Di si cada afirmación coincide con el texto sobre Antón. Contesta sí o no y copia las palabras del texto que lo deciden.
1. La película se estrenó en octubre de 2012.
2. El padre de Antón era conductor de autobús.
3. Rinata murió en agosto de 2011.

Texto mostrado:
--------------------
Estaba diciendo que sí, que había comprendido mi ruego.

Cuando llegamos al hospital, dejó que lo condujeran hasta un cuarto y se tumbó obedientemente en la estrecha cama. Yo me eché a llorar.

—Volveré —le prometí.

El día que pude sacar a Antón del hospital tuve sentimientos encontrados. Habíamos batallado mucho para conseguir que su nombre quedara registrado en la escritura del apartamento de su madre, una auténtica hazaña en Rusia, donde no se permite poseer bienes inmuebles a los enfermos mentales.

Instalé a Antón en el apartamento con unos cuidadores. Durante el día iba a verme a mi trabajo, y por la tarde tomaba clases de natación o recibía terapia. Sin embargo, durante todo este proceso otra preocupación ocupó mi mente: ¿qué iba a pasar con Antón cuando muriera Rinata? En el país no había servicios para jóvenes como él.

Decidí buscar a su padre

Unos cuatro meses antes de la muerte de Rinata, lo encontré. Era conductor de tranvía y tenía una familia nueva. Al principio se mostró renuente a ver a su hijo, pero le mostré un fragmento sin editar de la película en el que Antón aparecía hablando y sonriendo.

El hombre cambió de actitud, de modo que empecé a llevarle a Antón para que volvieran a convivir. Quería yo enseñarle lo que su hijo había aprendido: que cuando uno se abre, surgen conexiones con la gente, no diferencias. Poco después, en agosto de 2011, Rinata falleció.

En octubre de 2012 se estrenó la película, Anton’s Right Here (“Antón está aquí”), y se exhibió en los festivales de cine más importantes de Rusia, donde recibió varios premios, así como en Túnez y en muchos países de Europa oriental.

El premio más importante que recibió fue el del 69º Festival de Cine de Venecia, un mes antes del estreno del filme. A raíz de la proyección de la cinta en First TV Channel, el primer canal de televisión de Rusia, nos llovieron cartas.

Muchas personas autistas y sus familiares solicitaban ayuda. Entonces se me ocurrió crear una fundación, un centro al que esa gente pudiera acudir.

Tardamos sólo un mes en hallar un sitio, un edificio de los años 30 en San Petersburgo. Sin embargo, hablar con patrocinadores potenciales a fin de reunir fondos para la fundación es lo más duro que he hecho nunca.

Cuando les digo, por ejemplo, “Este joven se golpeaba la cabeza contra la pared y ahora ya no lo hace”, no consideran que sea un logro. Uno puede darle medicinas o sillas de ruedas a otros jóvenes enfermos, pero lo único que funciona con los autistas es el contacto humano genuino.
--------------------
Datos:
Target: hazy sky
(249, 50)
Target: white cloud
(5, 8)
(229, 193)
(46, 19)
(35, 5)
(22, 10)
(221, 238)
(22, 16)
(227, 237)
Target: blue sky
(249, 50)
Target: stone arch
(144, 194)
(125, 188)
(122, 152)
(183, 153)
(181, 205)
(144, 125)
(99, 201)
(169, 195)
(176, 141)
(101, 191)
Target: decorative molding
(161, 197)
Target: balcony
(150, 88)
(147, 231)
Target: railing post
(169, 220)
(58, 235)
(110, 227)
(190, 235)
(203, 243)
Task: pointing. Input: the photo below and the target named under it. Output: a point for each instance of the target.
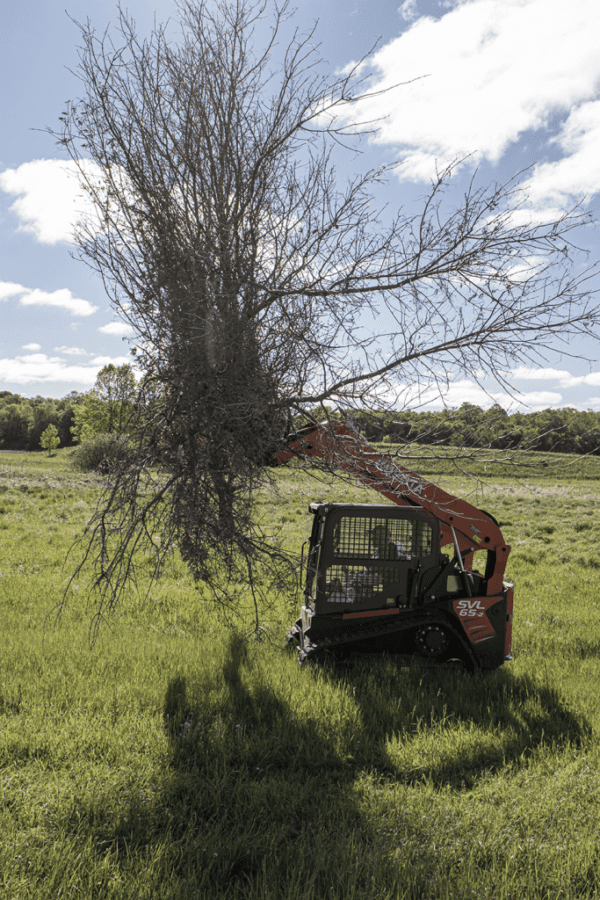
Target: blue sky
(513, 83)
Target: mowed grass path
(174, 760)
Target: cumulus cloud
(409, 10)
(118, 328)
(62, 298)
(577, 174)
(496, 70)
(49, 197)
(39, 368)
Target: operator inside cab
(384, 547)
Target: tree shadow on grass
(260, 800)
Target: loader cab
(366, 556)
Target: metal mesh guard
(382, 538)
(355, 584)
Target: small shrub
(99, 453)
(50, 440)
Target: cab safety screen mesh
(382, 538)
(357, 584)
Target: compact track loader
(399, 579)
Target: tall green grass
(176, 760)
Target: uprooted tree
(259, 287)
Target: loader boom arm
(461, 523)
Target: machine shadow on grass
(514, 715)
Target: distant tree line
(77, 417)
(551, 430)
(23, 420)
(106, 408)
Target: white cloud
(49, 197)
(408, 10)
(119, 328)
(71, 351)
(564, 378)
(62, 298)
(10, 289)
(40, 368)
(102, 361)
(496, 69)
(578, 173)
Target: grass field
(174, 760)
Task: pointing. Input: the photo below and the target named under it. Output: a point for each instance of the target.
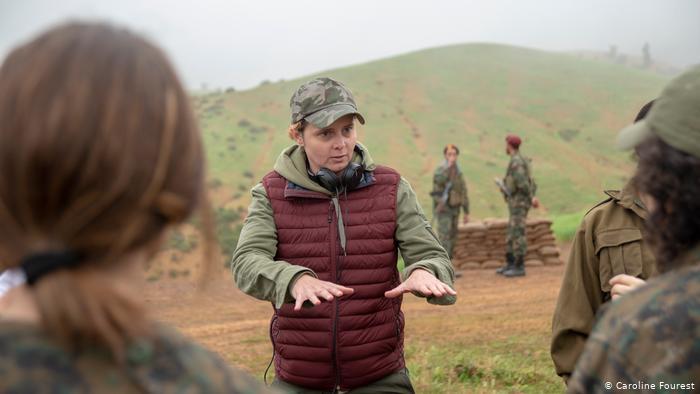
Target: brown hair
(99, 153)
(670, 177)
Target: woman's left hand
(423, 282)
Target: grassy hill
(567, 109)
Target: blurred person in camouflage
(608, 258)
(100, 154)
(449, 197)
(518, 188)
(648, 340)
(321, 243)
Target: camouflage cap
(322, 101)
(674, 117)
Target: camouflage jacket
(457, 196)
(518, 179)
(607, 243)
(648, 337)
(30, 362)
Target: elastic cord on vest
(38, 265)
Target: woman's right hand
(306, 287)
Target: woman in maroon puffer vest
(321, 243)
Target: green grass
(564, 226)
(516, 365)
(469, 95)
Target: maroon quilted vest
(357, 339)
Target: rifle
(503, 187)
(444, 197)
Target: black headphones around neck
(349, 178)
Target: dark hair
(450, 146)
(670, 177)
(99, 153)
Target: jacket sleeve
(254, 268)
(580, 297)
(418, 244)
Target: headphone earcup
(328, 180)
(352, 176)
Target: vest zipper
(334, 268)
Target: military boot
(510, 263)
(517, 270)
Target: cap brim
(327, 116)
(633, 135)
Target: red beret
(513, 140)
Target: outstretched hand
(423, 282)
(306, 287)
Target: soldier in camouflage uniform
(449, 197)
(608, 256)
(648, 340)
(98, 160)
(519, 191)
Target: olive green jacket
(258, 274)
(608, 242)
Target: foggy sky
(240, 43)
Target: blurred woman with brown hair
--------------------
Respuesta:
1. Sí: "En octubre de 2012 se estrenó la película".
2. No: "Era conductor de tranvía".
3. Sí: "en agosto de 2011, Rinata falleció".